Fragment tekstu »
==================================================
Błędnie opisana faktura. PiS pyta o spotkanie radnych powiatu w zajeździe
Komisja Rewizyjna Rady Powiatu, której szefuje Tomasz Kusy z PiS, sprawdzi okoliczności wydatkowania przez starostwo 491 zł za usługę gastronomiczną w zajeździe przy ul. Londzina.
Radni PiS pytali już o to spotkanie w oficjalnym wystąpieniu do starosty Grzegorza Swobody. Doszło do niego 30 czerwca zeszłego roku, po sesji Rady Powiatu, na której zarząd powiatu, złożony z przedstawicieli PO oraz Klubu Razem dla Ziemi Raciborskiej, otrzymali absolutorium z wykonania budżetu za 2019 r.
- Jako starosta reprezentujący Powiat Raciborski na zewnątrz, organizujący pracę zarządu powiatu i starostwa powiatowego, kierujący bieżącymi sprawami powiatu uczestniczę w wielu spotkaniach. Wizyty (na przykładzie 2020 r.) we wspomnianym lokalu gastronomicznym mają charakter spotkań z zaproszonymi gośćmi, w tym: spotkania z wójtami, starostami innych powiatów, członkami zarządu województwa śląskiego, ministrami, panią Konsul Niemiec, spotkania z przedstawicielami firm współfinansujących inwestycje dotyczące rozwoju powiatu, wizyty gości z miast partnerskich. Poczęstunek w ramach tych spotkań był finansowany ze środków powiatu w ramach funduszu reprezentacyjnego Starosty - odpowiedział Grzegorz Swoboda. Nie wskazał jednak z kim dokładnie spotkał się wspomnianego 30 czerwca.
==================================================
Przekazane dane »
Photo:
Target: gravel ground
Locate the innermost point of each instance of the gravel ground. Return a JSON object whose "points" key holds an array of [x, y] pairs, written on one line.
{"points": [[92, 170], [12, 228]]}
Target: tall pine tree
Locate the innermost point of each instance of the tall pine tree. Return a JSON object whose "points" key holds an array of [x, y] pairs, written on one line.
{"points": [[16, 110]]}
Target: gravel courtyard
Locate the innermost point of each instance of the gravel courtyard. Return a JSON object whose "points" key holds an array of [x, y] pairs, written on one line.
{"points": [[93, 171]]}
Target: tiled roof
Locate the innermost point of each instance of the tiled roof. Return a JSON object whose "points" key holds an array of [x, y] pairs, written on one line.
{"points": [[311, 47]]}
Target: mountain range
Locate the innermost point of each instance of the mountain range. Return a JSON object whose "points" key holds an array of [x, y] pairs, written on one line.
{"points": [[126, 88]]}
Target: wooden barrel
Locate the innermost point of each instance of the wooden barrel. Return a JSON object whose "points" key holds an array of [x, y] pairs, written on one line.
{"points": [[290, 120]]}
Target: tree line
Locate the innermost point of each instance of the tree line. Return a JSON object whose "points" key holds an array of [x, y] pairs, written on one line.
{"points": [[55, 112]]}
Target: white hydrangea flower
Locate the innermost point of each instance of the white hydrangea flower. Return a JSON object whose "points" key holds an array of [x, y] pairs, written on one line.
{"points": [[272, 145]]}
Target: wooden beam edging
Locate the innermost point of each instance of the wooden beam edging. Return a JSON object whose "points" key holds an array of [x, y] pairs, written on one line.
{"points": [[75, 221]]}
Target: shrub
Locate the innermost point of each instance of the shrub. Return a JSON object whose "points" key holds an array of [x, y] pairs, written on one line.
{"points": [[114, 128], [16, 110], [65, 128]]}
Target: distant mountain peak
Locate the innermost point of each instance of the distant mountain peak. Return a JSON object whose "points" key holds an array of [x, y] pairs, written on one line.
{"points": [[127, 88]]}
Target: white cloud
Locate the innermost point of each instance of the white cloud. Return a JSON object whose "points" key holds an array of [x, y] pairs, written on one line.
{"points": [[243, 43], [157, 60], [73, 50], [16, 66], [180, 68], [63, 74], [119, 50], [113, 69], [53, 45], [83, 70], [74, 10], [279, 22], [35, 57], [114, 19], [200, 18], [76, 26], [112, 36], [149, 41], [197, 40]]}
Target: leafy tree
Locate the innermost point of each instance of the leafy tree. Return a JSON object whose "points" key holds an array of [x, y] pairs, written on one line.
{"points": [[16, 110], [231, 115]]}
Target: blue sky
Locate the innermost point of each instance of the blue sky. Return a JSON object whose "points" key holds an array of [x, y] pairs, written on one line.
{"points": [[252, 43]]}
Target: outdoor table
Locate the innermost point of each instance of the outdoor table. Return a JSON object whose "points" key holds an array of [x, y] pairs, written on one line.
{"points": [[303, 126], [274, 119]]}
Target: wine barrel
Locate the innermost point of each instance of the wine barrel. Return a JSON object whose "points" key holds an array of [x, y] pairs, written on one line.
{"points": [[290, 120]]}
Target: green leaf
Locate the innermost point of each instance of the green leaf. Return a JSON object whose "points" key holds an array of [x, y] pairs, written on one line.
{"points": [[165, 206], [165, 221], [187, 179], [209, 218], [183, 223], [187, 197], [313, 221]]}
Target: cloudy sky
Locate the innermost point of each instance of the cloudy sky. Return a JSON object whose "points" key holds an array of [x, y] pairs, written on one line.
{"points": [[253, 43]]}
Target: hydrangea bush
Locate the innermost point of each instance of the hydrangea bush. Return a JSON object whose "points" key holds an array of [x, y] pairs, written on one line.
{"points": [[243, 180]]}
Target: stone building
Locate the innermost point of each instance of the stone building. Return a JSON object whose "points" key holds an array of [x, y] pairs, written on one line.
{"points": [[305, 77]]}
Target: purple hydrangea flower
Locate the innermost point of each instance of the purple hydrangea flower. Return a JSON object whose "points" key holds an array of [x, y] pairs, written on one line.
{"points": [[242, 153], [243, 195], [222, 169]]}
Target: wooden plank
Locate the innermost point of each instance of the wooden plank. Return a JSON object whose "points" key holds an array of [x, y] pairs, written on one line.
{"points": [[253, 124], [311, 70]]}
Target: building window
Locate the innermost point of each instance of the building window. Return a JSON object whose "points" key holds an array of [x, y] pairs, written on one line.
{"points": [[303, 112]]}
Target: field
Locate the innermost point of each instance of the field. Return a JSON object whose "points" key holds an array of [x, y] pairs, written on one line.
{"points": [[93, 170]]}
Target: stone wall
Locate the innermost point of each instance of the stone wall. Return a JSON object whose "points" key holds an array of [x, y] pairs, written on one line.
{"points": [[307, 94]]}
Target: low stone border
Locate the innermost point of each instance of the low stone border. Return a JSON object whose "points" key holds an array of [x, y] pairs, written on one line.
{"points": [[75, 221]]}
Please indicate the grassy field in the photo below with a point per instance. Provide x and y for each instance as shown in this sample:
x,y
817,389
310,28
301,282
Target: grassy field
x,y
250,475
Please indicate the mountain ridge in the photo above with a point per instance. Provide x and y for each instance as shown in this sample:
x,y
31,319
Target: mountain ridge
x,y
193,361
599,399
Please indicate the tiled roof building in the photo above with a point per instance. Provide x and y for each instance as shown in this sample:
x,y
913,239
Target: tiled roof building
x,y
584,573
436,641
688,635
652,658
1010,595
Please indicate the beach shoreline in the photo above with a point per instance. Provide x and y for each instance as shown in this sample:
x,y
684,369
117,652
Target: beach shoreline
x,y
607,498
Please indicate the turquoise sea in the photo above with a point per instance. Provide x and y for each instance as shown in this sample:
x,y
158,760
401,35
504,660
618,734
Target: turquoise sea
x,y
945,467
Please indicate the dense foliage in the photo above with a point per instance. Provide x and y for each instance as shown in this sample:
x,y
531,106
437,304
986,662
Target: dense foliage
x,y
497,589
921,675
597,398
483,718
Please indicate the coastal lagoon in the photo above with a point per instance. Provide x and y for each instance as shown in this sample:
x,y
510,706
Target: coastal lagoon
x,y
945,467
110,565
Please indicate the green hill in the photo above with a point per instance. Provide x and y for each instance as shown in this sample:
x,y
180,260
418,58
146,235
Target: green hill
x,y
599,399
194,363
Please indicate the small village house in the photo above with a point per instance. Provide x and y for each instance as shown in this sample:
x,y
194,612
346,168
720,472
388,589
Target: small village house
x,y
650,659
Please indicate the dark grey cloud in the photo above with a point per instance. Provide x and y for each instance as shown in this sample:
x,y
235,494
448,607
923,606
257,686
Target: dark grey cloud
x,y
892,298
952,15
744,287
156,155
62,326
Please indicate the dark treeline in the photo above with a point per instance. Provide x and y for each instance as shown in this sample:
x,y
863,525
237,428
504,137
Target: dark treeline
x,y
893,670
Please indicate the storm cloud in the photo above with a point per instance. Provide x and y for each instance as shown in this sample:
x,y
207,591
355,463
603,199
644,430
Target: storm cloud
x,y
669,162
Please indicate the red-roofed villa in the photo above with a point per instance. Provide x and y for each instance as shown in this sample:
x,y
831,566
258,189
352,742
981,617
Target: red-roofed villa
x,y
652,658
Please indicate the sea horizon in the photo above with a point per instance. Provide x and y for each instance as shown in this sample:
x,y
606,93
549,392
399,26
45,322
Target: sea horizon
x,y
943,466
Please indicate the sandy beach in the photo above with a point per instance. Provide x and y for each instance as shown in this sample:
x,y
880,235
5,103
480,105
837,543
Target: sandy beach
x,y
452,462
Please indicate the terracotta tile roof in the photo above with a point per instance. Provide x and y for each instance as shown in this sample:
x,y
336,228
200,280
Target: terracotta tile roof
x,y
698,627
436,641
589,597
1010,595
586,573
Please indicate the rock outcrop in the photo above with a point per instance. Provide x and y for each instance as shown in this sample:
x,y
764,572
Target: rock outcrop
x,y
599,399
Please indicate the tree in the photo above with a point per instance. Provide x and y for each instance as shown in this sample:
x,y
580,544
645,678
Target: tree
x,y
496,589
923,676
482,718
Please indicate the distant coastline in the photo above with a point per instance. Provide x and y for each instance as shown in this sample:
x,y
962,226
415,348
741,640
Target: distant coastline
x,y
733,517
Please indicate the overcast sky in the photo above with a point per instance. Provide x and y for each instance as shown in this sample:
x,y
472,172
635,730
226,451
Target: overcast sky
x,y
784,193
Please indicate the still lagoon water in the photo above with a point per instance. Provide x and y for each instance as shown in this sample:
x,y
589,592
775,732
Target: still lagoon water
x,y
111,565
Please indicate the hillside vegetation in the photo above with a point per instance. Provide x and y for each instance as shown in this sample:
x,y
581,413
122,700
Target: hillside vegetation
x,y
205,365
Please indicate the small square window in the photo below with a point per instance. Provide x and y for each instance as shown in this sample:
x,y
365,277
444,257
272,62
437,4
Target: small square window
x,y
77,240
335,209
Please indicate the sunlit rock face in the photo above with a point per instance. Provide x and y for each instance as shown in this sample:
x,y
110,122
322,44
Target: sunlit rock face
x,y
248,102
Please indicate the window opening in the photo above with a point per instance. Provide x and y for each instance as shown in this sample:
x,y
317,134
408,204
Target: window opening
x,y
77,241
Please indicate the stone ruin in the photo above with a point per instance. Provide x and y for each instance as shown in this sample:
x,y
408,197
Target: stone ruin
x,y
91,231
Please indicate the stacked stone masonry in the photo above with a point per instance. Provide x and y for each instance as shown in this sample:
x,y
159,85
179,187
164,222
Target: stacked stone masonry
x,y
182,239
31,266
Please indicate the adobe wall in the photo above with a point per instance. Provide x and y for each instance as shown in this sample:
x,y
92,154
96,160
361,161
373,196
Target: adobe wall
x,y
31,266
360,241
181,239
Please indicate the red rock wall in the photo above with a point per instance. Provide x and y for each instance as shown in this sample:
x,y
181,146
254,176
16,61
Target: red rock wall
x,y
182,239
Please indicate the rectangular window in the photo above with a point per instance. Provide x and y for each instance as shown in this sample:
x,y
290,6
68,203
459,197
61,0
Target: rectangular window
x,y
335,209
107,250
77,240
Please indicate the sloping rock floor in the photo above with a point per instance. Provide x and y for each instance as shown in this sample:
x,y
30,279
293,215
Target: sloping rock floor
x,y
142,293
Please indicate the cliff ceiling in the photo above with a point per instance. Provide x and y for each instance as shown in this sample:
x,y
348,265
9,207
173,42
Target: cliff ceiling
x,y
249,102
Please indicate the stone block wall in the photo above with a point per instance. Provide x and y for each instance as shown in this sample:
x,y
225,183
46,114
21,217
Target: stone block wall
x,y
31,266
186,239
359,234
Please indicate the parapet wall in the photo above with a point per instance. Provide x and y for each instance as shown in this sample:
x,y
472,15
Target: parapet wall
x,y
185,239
==================================================
Zadania do wykonania »
A. Czy stwierdzenia (i), (ii) i (iii) zgadzają się z tekstem o fakturze starostwa? Do każdego odpowiedz „tak” lub „nie” i przytocz dosłownie rozstrzygające słowa tekstu: (i) Komisją Rewizyjną Rady Powiatu kieruje Tomasz Kusy z PiS. (ii) Spotkanie w zajeździe odbyło się przed sesją Rady Powiatu. (iii) Starosta podał, z kim spotkał się 30 czerwca.
B. Kontynuuj tekst o fakturze starostwa od miejsca, w którym się kończy.

Odpowiedzi do pozycji »
A.
(i) Tak: „Komisja Rewizyjna Rady Powiatu, której szefuje Tomasz Kusy z PiS”.
(ii) Nie: „Doszło do niego 30 czerwca zeszłego roku, po sesji Rady Powiatu”.
(iii) Nie: „Nie wskazał jednak z kim dokładnie spotkał się wspomnianego 30 czerwca.”

B.
Radni PiS drążyli temat i poprosili o fakturę. Z opisu tejże wynika zaś, że 491 zł to usługa gastronomiczna związana ze "spotkaniem starosty z przedstawicielami klubów radnych działających przy Radzie Powiatu Raciborskiego".
- Jak to się stało, że pan zapomniał, co się wydarzyło tego dnia i kto uczestniczył w tym spotkaniu przedstawicieli klubów radnych działających przy Radzie Powiatu Raciborskiego. Takie spotkanie w środku pandemii też jest bardzo interesujące dla wielu osób, które zwróciły na to uwagę - pytał dziś na sesji radny Tomasz Kusy.
Starosta wyjaśnił, że gospodarka finansami powiatu jest jawna, wspomnianego 30 czerwca 2020 r. w zajeździe przy Londzina byli też radni, ale - jak zapewnił - indywidualnie i zapłacili każdy za siebie, co można sprawdzić. - Faktura została błędnie opisana. Tyle w tej sprawie - skwitował Grzegorz Swoboda nie wyjaśniając jednak z kim - poza płacącymi za siebie radnymi - spotkał się tego dnia. Błąd w opisie tłumaczył 14-dniowym urlopem, który rozpoczął dzień później, 1 lipca.
Radny Kusy nie krył, że z informacji, jakie posiada klub PiS, starosta 30 czerwca "świętował otrzymanie absolutorium razem z radnymi", a skoro rachunek pokryto z pieniędzy powiatu, to postanowiono sprawę wyjaśnić. - Dlatego też poprosiliśmy o fakturę - tłumaczył.
Przewodniczący Rady Powiatu uznał, że sprawa nie może zostać "w powietrzu" i trzeba ją wyjaśnić. Przegłosowano więc, by dokładnie zbadała ją komisja rewizyjna Rady Powiatu.